*Task requirements*: Set down, word for word, the stretch of lines from the one containing "You are given a photograph. Could you point to the grass" to the end of the records below.

*Object position labeling entries*:

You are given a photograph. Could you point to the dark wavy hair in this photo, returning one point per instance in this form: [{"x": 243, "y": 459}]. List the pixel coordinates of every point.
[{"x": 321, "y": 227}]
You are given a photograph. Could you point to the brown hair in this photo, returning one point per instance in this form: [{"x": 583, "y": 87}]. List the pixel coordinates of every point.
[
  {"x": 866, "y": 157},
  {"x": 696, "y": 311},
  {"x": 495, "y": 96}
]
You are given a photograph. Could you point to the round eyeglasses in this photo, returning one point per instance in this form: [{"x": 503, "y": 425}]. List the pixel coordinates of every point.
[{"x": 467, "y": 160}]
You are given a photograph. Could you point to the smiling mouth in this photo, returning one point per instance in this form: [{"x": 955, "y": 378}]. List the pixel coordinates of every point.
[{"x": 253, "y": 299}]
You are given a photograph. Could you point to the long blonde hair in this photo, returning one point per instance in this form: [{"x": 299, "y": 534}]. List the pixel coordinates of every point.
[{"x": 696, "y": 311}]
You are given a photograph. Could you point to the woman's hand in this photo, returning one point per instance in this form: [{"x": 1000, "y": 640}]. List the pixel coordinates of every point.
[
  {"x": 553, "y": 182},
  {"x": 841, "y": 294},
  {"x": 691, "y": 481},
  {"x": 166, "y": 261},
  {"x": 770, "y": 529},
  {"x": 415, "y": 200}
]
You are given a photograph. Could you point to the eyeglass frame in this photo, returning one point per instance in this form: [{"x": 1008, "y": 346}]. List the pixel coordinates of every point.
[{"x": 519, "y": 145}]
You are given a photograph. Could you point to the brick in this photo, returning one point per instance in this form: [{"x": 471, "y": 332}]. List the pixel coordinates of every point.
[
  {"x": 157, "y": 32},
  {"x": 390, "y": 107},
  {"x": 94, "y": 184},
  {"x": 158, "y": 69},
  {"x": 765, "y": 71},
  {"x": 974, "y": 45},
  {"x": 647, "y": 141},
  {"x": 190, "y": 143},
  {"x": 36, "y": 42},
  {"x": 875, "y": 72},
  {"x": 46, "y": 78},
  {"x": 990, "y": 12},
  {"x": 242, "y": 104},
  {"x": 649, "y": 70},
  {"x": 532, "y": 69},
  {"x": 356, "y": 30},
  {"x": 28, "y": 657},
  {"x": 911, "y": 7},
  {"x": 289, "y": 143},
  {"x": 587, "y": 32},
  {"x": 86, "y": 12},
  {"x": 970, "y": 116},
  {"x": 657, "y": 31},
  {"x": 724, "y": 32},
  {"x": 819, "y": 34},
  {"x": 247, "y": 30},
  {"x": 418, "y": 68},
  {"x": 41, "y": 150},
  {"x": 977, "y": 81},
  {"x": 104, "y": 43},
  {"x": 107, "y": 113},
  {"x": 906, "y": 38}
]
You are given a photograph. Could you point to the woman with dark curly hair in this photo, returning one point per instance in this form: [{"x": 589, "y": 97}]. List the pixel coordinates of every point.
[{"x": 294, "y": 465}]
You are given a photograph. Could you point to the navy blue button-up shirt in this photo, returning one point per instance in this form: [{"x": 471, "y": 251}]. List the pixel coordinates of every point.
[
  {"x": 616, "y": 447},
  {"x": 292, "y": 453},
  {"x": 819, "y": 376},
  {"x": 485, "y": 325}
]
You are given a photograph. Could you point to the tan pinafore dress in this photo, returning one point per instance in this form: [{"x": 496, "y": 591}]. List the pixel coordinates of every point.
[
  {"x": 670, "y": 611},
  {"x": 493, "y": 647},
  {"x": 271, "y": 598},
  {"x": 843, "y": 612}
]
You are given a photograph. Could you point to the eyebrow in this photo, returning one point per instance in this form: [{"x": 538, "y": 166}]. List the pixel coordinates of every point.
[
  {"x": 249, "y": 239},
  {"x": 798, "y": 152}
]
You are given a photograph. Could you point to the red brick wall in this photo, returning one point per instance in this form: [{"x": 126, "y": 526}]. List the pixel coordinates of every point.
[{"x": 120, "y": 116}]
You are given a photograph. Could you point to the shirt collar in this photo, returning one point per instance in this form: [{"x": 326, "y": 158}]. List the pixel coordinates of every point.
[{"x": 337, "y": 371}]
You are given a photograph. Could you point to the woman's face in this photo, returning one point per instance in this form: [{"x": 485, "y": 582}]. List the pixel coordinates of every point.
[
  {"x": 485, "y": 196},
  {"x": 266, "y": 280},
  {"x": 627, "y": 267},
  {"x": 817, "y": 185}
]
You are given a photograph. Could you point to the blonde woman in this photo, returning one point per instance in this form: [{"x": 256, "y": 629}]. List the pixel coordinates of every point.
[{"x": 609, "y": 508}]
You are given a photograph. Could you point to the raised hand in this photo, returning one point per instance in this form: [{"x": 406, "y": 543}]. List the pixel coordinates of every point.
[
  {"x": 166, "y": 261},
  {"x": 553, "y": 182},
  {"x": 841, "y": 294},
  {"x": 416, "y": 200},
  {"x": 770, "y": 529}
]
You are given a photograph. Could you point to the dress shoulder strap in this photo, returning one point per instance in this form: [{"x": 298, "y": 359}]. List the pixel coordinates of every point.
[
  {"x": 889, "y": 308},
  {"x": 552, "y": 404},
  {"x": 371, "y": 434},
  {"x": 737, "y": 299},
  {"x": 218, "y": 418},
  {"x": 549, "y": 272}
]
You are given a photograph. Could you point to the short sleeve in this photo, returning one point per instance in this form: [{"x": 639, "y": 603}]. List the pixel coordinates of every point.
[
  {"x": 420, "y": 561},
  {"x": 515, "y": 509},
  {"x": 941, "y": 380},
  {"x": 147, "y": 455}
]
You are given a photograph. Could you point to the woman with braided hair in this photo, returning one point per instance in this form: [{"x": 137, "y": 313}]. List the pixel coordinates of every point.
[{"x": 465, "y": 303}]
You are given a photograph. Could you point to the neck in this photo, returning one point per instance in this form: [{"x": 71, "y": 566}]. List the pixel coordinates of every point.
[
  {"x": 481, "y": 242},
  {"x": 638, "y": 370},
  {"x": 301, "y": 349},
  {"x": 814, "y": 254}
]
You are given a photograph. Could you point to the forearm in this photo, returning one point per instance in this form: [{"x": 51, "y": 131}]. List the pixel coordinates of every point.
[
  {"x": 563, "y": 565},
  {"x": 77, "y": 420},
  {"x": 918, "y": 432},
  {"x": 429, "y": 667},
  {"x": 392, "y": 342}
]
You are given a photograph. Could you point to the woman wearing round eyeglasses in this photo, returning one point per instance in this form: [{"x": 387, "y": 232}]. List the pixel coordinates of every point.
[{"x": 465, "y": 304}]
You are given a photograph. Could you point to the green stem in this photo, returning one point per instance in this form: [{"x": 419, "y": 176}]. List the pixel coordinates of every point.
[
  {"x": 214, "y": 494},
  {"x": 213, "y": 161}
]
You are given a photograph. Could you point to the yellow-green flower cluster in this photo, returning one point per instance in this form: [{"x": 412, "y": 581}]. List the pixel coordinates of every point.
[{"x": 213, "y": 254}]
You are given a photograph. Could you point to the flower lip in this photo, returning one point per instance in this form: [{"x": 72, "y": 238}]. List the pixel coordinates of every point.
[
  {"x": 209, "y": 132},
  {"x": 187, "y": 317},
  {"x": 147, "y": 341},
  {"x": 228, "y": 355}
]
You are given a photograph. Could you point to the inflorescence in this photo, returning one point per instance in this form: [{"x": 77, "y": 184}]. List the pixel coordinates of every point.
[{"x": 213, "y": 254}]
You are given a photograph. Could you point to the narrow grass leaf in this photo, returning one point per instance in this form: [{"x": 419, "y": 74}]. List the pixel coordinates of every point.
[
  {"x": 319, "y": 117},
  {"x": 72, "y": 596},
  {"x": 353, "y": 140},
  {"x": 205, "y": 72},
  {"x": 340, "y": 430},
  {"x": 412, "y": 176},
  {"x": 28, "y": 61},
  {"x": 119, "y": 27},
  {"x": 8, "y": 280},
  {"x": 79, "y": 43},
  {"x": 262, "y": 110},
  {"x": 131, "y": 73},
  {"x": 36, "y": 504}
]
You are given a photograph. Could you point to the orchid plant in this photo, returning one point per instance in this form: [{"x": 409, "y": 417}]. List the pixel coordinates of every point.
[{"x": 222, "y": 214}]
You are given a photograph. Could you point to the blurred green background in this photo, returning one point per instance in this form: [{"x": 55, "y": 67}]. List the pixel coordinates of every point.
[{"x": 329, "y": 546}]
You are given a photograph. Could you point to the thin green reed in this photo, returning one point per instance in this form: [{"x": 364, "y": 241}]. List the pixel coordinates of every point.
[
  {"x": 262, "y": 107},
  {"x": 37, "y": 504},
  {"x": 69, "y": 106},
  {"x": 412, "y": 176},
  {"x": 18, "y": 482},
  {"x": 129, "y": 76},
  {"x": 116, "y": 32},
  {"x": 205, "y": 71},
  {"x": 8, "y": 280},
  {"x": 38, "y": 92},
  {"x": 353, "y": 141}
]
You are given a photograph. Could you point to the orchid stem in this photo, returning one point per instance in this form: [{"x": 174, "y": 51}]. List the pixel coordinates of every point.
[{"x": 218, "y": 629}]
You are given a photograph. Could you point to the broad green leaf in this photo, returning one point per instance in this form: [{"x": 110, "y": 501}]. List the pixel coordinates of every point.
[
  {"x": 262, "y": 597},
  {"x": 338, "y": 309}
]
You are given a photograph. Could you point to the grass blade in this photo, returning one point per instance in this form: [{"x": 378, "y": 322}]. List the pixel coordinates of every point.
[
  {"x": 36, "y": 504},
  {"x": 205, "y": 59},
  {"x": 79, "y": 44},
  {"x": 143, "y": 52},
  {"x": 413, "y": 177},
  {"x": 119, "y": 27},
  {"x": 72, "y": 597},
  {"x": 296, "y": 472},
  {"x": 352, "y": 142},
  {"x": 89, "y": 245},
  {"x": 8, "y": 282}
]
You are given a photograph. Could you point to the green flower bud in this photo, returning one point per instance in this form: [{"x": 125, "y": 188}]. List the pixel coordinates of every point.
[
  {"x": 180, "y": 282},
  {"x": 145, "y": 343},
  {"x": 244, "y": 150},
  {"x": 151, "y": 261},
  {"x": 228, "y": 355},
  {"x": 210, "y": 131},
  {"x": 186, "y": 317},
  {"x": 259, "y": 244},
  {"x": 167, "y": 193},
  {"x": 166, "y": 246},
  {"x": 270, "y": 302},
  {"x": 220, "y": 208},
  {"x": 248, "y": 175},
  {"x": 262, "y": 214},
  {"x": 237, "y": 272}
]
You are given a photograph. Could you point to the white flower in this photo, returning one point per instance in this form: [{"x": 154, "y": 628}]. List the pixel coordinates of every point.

*Finished task*:
You are given a photograph. Could you point to the grass blade in this photo, returning one point per instance in this form: [{"x": 378, "y": 322}]. List the pixel coordinates of every point.
[
  {"x": 36, "y": 504},
  {"x": 205, "y": 59},
  {"x": 79, "y": 44},
  {"x": 143, "y": 52},
  {"x": 413, "y": 177},
  {"x": 119, "y": 27},
  {"x": 72, "y": 597},
  {"x": 296, "y": 472},
  {"x": 352, "y": 142},
  {"x": 89, "y": 245},
  {"x": 8, "y": 282}
]
You are given a photograph. Could you point to the green flower bud in this photo, returning one point per instance in this form: [{"x": 125, "y": 188}]. List the pixel coordinates of every point.
[
  {"x": 180, "y": 282},
  {"x": 145, "y": 343},
  {"x": 244, "y": 150},
  {"x": 151, "y": 261},
  {"x": 228, "y": 355},
  {"x": 210, "y": 131},
  {"x": 186, "y": 317},
  {"x": 259, "y": 244},
  {"x": 167, "y": 193},
  {"x": 166, "y": 246},
  {"x": 270, "y": 302},
  {"x": 220, "y": 208},
  {"x": 248, "y": 175},
  {"x": 262, "y": 214},
  {"x": 237, "y": 272}
]
You are given a photograph. Could you point to the white flower in this photo, returning one point per instance in this form: [{"x": 154, "y": 628}]. List the pixel coordinates of every point.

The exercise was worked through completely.